◆ TASK DATA ◆
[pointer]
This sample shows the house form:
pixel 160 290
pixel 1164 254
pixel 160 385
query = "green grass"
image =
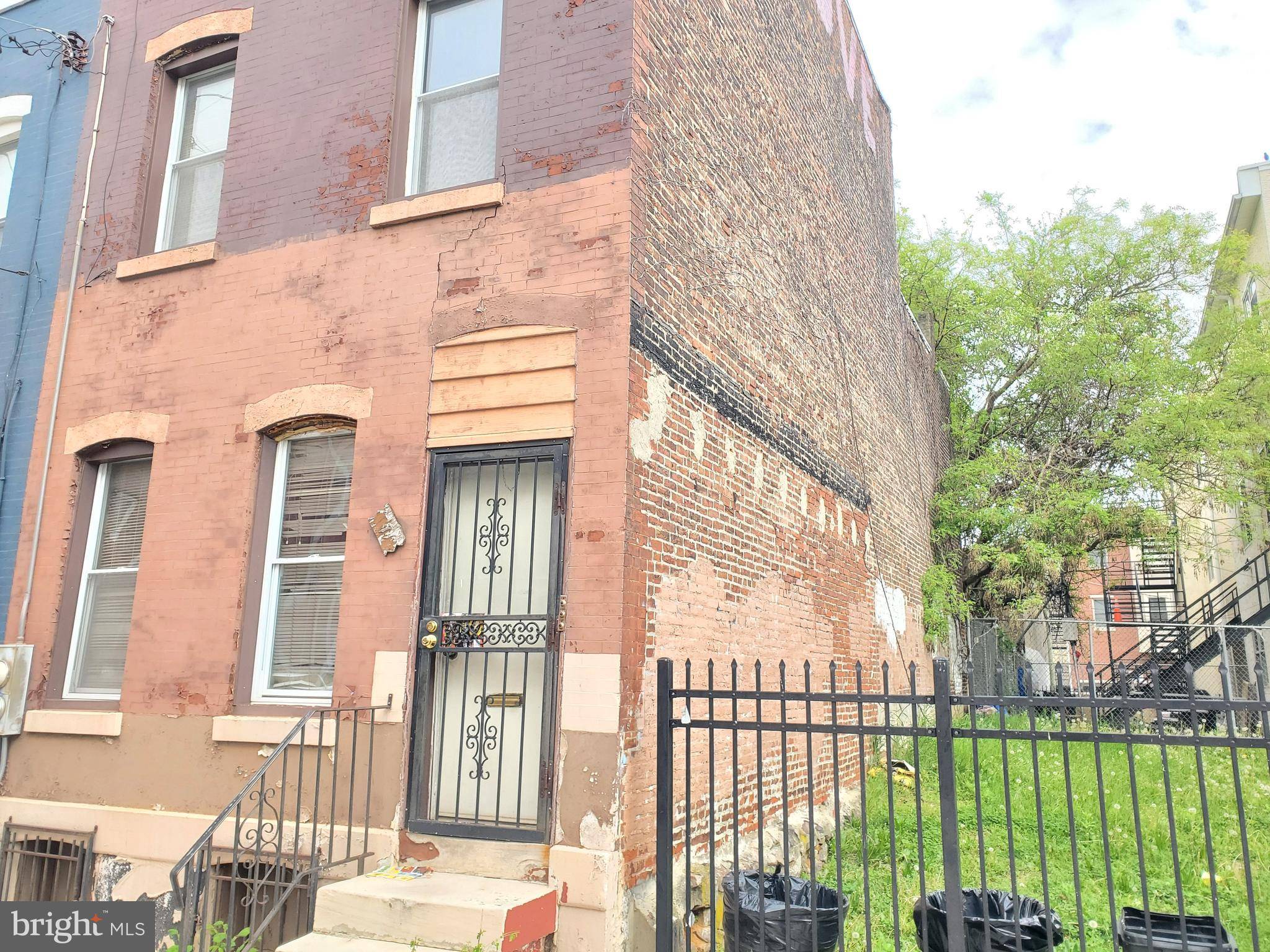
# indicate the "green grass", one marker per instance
pixel 1096 918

◆ TO DO ◆
Give again, word for word, only the lines from the line containing "This sample shows" through the last line above, both included; leave the pictures out.

◆ RESPONSE AREA ◆
This sample shows the house form:
pixel 160 290
pixel 1164 254
pixel 160 385
query = "green grass"
image =
# indicate the "green grass", one marker per instance
pixel 1096 918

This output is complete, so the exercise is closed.